Dataset records
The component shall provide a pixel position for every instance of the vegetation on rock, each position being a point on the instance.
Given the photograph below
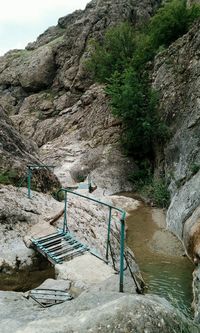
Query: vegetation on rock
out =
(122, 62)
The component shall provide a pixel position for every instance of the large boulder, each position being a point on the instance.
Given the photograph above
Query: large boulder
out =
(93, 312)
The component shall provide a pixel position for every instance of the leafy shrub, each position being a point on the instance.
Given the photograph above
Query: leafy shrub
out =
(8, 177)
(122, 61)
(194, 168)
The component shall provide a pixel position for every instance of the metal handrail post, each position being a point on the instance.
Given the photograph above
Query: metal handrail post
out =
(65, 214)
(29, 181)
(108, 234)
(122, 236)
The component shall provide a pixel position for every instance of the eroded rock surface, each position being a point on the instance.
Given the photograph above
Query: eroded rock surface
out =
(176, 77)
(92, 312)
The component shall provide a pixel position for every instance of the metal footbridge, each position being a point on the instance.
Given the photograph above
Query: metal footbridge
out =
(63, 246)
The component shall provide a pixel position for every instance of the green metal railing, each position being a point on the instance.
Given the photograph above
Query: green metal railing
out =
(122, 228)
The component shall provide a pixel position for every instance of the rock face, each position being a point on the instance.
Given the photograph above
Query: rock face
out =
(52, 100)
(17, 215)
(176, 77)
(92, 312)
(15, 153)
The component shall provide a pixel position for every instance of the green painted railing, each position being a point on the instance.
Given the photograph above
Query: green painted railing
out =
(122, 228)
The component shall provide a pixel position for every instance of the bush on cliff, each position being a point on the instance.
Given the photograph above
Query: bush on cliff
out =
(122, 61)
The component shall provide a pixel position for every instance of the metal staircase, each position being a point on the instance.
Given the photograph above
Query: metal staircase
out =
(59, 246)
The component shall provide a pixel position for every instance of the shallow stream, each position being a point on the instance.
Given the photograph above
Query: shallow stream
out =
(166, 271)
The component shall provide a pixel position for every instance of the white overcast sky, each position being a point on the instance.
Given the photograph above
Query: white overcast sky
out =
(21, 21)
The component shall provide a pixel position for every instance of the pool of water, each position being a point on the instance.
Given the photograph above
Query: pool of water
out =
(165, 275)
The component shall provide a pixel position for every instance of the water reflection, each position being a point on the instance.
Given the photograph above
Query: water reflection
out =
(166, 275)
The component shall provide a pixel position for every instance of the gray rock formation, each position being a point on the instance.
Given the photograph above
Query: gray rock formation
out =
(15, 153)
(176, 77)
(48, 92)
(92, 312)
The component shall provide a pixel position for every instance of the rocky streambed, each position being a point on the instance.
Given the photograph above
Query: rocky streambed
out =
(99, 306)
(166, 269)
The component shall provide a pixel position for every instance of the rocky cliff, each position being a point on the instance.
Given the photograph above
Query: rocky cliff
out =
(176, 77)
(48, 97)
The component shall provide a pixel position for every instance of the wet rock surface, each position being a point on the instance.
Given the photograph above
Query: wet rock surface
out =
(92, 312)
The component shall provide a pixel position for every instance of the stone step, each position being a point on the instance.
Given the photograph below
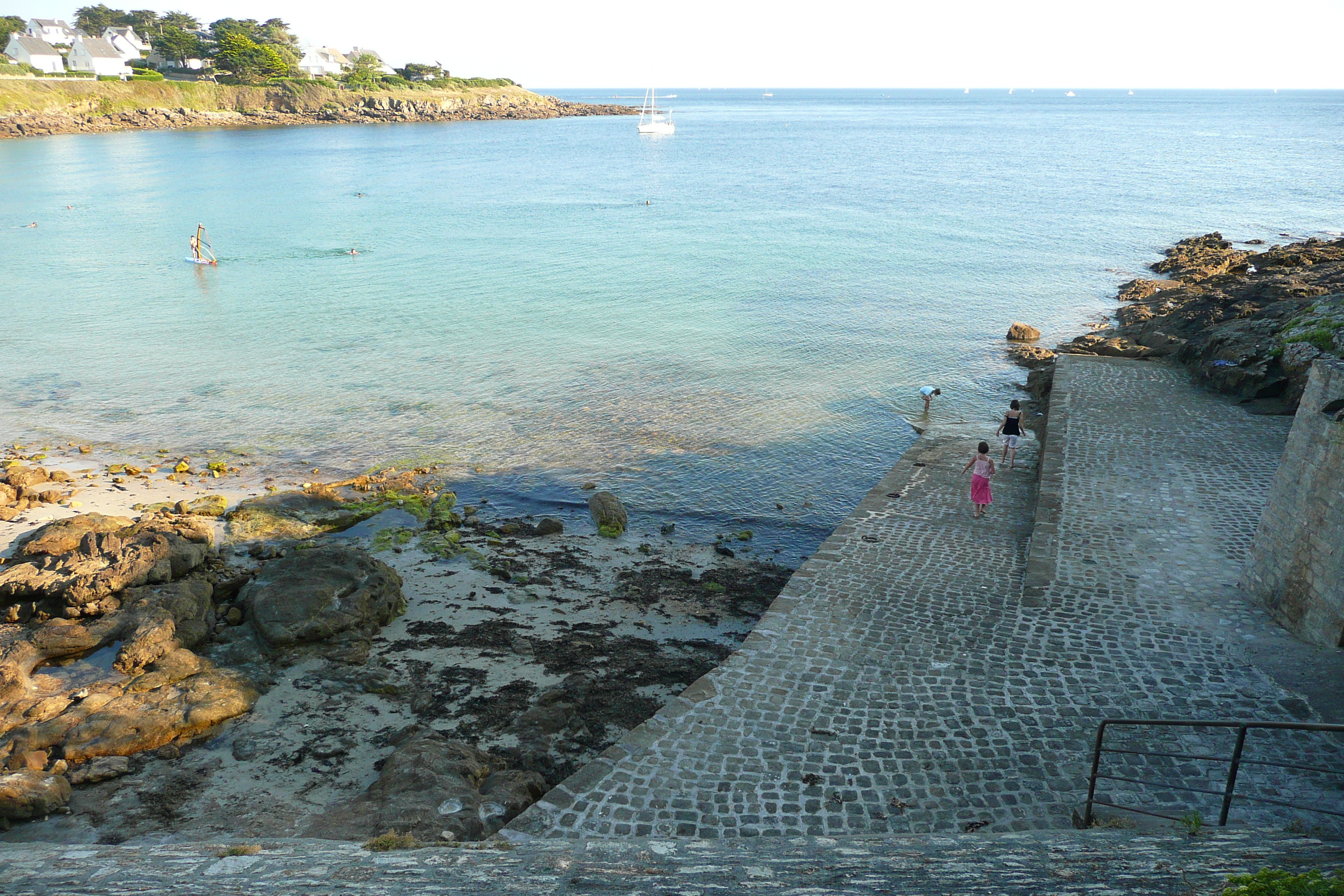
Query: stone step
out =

What you should do
Scan the listing for the word "shallow". Copy every line in which it appears.

Problem solution
The component shall provide a pixel position for every instance of the shallow stream, each position being a point on the instance.
Query: shallow stream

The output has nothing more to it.